>>>

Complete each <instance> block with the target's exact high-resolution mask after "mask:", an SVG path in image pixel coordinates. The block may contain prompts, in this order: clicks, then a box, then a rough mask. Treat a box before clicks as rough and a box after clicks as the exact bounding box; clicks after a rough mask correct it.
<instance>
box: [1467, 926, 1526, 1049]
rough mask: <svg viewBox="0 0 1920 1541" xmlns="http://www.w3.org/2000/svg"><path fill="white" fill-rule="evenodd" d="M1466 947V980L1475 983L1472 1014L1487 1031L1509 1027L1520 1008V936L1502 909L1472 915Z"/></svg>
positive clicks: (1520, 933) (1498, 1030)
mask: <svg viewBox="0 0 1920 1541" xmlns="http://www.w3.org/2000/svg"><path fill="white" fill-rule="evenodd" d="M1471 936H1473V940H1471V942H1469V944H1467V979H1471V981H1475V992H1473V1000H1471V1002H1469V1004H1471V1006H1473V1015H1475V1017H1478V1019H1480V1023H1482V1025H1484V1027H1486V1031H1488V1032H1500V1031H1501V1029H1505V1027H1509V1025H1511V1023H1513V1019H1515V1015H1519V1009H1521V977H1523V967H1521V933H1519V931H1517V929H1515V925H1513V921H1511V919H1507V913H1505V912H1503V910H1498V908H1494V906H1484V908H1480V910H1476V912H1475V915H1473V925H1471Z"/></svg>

<<<

* Exercise brief: Can you give the lines above again with "rough mask" swapped for "coarse mask" everywhere it appears, keeping everything else unchanged?

* Expected answer:
Complete each <instance> block with the target's exact high-resolution mask after "mask:", an SVG path in image pixel coordinates. The block may contain prompts, in this order: clicks, then a box, then a coarse mask. Treat a box before clicks as rough and a box after clicks as the exact bounding box; clicks after a coarse mask correct it.
<instance>
box: [1467, 926, 1526, 1049]
coarse mask: <svg viewBox="0 0 1920 1541" xmlns="http://www.w3.org/2000/svg"><path fill="white" fill-rule="evenodd" d="M1466 947V980L1475 983L1472 1014L1487 1031L1509 1027L1520 1008V936L1502 909L1472 915Z"/></svg>
positive clicks: (1520, 933) (1498, 1030)
mask: <svg viewBox="0 0 1920 1541" xmlns="http://www.w3.org/2000/svg"><path fill="white" fill-rule="evenodd" d="M1471 936H1473V940H1471V942H1469V944H1467V979H1471V981H1475V992H1473V1000H1471V1002H1469V1004H1471V1006H1473V1015H1475V1017H1478V1019H1480V1023H1482V1025H1484V1027H1486V1031H1488V1032H1500V1031H1501V1029H1505V1027H1509V1025H1511V1023H1513V1019H1515V1015H1519V1009H1521V977H1523V967H1521V933H1519V931H1517V929H1515V925H1513V921H1511V919H1507V913H1505V912H1503V910H1498V908H1494V906H1484V908H1480V910H1476V912H1475V915H1473V925H1471Z"/></svg>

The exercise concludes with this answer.